■ Task description ■
Count the lines in the listing below that contain the word "electrical" and report that number alone.
═══ Data shown
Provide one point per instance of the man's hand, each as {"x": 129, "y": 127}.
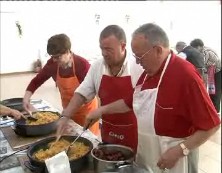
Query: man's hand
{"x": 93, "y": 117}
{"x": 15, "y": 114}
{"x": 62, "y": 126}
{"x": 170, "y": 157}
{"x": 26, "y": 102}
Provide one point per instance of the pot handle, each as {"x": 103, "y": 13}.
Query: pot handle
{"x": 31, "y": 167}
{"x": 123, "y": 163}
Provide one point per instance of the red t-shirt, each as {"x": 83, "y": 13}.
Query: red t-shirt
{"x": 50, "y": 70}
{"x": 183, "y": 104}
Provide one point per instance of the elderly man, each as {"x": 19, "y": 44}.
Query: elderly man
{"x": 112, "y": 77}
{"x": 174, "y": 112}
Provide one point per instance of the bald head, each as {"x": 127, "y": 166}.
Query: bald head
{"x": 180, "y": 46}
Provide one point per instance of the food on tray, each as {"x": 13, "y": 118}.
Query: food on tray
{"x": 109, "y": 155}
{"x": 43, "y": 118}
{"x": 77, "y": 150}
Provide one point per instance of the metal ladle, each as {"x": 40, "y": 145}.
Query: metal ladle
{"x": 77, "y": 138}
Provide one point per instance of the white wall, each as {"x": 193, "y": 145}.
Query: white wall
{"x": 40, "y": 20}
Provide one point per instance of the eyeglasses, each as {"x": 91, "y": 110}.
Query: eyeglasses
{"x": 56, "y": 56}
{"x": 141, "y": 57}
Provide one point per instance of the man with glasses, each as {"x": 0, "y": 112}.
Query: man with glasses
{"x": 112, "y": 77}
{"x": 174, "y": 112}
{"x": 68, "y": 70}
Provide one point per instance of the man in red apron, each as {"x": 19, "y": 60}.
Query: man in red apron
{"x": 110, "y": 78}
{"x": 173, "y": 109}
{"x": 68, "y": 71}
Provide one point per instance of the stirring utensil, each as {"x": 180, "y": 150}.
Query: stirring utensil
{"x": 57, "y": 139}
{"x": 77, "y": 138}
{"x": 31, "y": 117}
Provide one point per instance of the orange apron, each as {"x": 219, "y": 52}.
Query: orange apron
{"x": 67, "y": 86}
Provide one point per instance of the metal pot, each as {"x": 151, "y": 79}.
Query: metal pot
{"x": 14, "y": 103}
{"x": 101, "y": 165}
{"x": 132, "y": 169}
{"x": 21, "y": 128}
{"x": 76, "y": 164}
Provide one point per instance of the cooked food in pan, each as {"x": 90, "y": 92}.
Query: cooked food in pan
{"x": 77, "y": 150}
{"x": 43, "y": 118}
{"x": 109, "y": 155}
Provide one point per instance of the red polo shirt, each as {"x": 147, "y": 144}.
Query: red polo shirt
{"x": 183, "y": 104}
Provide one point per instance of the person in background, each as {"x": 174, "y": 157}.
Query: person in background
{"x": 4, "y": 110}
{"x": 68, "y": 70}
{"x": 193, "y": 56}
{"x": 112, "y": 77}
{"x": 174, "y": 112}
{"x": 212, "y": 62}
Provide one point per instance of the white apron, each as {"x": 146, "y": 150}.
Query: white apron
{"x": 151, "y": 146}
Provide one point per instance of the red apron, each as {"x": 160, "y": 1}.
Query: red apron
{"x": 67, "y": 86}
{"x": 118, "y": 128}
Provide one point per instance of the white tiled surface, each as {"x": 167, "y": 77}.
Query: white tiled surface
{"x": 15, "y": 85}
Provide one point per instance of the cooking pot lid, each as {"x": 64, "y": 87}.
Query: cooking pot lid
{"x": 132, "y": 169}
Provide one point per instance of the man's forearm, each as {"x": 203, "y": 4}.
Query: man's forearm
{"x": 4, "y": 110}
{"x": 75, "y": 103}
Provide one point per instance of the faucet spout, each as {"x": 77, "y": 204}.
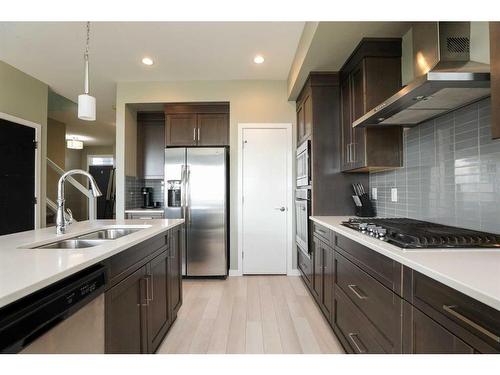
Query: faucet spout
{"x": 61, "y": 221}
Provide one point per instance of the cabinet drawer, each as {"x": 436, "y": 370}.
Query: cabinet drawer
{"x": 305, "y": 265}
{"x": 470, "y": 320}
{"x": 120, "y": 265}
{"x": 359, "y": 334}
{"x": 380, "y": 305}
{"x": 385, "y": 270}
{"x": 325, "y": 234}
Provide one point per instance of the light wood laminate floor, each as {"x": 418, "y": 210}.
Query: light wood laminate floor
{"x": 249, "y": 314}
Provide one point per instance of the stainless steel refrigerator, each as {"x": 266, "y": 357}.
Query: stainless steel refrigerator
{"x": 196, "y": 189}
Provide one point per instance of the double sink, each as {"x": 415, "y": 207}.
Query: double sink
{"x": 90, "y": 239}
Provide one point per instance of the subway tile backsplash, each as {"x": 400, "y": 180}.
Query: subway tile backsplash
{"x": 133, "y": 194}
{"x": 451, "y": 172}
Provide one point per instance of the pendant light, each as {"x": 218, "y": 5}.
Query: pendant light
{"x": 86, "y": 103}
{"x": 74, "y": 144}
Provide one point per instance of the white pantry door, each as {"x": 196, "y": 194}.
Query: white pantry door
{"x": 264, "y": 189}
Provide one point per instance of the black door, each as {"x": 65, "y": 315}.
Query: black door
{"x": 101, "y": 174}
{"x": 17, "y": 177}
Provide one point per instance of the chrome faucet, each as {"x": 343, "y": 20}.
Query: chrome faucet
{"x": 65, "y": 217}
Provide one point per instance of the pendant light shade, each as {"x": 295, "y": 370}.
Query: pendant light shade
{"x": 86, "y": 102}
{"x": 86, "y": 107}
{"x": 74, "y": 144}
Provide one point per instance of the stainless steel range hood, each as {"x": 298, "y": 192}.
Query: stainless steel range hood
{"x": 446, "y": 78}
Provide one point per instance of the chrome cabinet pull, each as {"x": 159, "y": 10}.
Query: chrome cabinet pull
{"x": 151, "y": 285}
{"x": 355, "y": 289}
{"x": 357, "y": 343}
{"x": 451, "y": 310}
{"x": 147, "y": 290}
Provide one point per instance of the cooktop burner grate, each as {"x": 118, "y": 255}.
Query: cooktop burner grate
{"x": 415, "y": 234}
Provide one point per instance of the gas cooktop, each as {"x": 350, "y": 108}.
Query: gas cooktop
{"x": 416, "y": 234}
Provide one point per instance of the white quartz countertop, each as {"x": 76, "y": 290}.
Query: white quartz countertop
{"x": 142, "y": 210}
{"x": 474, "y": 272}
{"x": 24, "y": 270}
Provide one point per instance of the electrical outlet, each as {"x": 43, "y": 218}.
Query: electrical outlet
══════
■ Task answer ■
2